— Aim of the task —
Return every line in the entries below that contains the word "gear", each copied in full.
+++ Records for this task +++
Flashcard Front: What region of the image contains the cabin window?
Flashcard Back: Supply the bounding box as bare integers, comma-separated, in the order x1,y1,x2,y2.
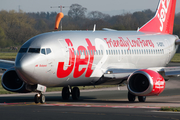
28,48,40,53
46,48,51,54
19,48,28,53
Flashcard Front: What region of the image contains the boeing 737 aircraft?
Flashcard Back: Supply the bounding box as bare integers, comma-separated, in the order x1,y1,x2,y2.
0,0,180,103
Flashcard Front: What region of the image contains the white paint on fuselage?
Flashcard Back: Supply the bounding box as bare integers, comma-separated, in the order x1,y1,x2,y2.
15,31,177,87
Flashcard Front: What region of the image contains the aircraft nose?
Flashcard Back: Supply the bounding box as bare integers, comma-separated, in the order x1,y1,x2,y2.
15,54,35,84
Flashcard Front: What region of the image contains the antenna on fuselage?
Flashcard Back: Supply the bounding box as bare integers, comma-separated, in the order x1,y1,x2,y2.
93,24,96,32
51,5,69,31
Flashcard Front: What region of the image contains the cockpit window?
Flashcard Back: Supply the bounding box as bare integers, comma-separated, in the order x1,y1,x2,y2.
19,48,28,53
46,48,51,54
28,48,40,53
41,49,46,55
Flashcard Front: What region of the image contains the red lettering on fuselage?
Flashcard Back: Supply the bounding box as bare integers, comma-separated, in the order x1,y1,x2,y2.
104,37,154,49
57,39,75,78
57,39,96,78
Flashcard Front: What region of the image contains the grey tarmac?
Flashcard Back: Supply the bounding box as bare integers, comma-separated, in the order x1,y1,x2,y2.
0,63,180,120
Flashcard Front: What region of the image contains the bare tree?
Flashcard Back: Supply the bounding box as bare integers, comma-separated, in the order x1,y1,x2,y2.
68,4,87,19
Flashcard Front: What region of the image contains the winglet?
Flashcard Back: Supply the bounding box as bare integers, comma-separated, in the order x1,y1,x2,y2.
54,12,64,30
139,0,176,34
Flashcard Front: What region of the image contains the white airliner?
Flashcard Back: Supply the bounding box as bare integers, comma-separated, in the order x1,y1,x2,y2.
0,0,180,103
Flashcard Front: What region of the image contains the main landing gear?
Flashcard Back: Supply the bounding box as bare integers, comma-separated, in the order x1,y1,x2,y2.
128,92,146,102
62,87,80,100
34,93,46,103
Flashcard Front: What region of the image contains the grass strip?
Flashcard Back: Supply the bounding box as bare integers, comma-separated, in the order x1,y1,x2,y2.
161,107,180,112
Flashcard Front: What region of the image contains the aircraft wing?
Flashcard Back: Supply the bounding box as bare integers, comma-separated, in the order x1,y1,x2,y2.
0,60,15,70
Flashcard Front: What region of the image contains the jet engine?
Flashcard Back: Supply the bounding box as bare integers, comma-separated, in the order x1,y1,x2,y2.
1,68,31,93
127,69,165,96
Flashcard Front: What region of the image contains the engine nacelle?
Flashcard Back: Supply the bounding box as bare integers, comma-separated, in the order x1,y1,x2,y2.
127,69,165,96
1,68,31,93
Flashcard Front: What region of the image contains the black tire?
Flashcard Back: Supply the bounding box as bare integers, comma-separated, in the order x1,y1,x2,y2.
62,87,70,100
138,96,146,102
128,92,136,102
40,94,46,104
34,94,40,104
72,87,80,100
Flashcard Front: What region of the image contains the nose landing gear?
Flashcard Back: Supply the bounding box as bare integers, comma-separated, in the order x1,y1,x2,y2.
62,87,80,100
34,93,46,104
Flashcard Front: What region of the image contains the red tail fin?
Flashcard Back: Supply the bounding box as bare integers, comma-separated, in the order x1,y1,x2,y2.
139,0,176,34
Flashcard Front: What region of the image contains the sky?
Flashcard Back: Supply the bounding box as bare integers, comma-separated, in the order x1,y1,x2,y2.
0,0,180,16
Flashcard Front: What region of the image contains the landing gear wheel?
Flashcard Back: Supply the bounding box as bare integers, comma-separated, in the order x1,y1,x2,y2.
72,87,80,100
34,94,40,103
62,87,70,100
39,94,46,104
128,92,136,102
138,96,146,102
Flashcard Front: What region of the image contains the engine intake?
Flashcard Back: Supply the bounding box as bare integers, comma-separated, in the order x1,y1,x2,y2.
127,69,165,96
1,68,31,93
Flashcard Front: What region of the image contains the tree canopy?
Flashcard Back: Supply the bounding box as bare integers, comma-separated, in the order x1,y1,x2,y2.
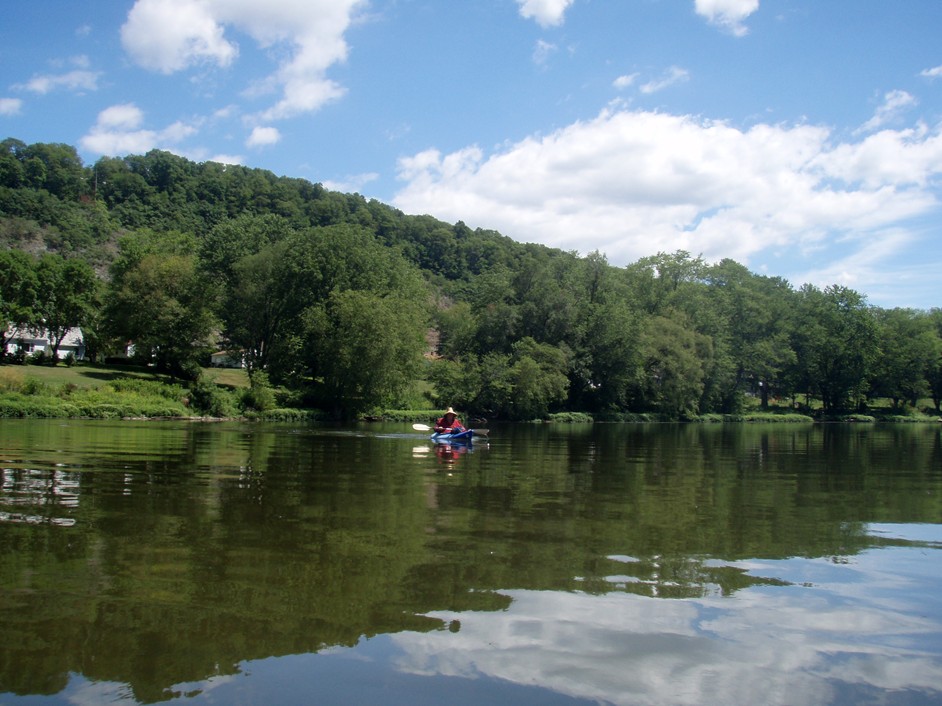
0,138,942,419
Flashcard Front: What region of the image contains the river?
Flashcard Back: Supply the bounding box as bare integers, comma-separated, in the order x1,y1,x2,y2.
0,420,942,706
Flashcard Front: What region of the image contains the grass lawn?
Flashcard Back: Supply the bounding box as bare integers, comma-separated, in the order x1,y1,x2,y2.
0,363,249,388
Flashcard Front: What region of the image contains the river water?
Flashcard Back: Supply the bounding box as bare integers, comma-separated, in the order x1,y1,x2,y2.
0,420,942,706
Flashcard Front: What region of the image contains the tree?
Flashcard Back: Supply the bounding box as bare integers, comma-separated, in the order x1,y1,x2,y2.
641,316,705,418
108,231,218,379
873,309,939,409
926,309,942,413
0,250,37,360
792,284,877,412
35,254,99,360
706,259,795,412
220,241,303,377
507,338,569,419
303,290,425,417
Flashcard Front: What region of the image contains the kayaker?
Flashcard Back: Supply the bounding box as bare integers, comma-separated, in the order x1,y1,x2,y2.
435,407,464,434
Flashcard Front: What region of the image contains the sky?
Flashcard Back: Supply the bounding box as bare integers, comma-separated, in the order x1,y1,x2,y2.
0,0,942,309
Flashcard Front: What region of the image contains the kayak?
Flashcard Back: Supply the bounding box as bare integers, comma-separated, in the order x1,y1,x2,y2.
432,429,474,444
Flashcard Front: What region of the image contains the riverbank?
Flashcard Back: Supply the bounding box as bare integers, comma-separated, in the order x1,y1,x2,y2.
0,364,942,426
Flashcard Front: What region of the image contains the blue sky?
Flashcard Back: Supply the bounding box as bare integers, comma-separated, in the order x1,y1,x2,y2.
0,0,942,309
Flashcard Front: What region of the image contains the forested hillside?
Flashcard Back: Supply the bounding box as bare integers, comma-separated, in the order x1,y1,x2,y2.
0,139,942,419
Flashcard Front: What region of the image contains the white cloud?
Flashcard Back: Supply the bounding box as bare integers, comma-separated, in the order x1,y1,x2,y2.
+++
+++ Records for this task +++
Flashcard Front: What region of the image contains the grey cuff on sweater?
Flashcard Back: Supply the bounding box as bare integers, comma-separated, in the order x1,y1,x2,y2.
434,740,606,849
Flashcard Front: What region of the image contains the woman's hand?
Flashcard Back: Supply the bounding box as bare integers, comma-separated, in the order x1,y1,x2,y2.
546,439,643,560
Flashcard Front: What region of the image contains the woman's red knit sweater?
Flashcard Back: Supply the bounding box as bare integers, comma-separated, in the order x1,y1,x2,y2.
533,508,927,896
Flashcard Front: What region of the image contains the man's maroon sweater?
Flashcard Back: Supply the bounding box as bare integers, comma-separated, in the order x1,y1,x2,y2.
+++
+++ Records for this task +++
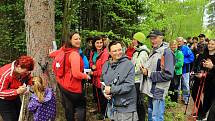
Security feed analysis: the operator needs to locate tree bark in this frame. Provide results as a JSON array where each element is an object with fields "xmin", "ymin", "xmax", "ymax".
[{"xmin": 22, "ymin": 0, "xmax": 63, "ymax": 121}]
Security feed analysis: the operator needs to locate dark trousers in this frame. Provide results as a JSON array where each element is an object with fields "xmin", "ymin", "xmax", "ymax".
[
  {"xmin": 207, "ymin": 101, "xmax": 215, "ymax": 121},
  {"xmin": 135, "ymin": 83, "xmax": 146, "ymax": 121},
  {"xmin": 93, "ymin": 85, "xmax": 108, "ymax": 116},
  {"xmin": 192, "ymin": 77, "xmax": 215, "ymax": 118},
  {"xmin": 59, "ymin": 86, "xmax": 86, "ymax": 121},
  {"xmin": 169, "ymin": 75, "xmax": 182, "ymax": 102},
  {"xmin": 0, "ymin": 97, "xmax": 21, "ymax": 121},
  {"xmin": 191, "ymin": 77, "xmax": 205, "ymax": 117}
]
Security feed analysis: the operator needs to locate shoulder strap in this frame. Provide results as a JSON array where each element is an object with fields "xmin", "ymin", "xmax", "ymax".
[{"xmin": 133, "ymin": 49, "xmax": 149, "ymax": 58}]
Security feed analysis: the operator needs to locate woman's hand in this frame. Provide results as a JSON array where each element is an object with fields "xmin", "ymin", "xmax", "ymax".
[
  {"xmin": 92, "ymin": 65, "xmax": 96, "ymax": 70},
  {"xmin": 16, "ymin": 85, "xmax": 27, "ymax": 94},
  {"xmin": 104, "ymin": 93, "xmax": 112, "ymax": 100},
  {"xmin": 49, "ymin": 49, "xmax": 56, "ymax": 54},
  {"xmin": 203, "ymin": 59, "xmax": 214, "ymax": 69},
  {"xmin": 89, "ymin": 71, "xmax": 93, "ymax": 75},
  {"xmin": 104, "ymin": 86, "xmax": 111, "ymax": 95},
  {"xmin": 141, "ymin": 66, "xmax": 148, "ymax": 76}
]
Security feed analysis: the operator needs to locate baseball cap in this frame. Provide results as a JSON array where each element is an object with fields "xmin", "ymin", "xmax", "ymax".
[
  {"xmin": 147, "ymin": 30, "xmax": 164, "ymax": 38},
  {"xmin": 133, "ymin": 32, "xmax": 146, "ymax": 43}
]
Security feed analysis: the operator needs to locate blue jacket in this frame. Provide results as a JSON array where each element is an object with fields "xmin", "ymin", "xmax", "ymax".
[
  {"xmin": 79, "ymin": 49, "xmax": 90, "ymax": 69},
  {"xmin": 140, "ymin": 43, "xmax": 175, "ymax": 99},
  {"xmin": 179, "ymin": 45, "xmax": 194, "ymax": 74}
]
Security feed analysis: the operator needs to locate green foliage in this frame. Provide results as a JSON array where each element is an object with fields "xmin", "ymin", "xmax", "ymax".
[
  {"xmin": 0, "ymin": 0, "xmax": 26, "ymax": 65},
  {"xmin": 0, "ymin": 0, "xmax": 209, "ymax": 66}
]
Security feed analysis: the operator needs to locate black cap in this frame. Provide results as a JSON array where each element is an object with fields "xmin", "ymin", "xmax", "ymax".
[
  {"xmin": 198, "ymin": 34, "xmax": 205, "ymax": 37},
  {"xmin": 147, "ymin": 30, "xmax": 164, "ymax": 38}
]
+++
— Exercise answer —
Flashcard Front: What region of the image contains the main landing gear?
Flashcard Front: What region of the image contains the nose landing gear?
Flashcard Front: What region of the image contains the landing gear wheel?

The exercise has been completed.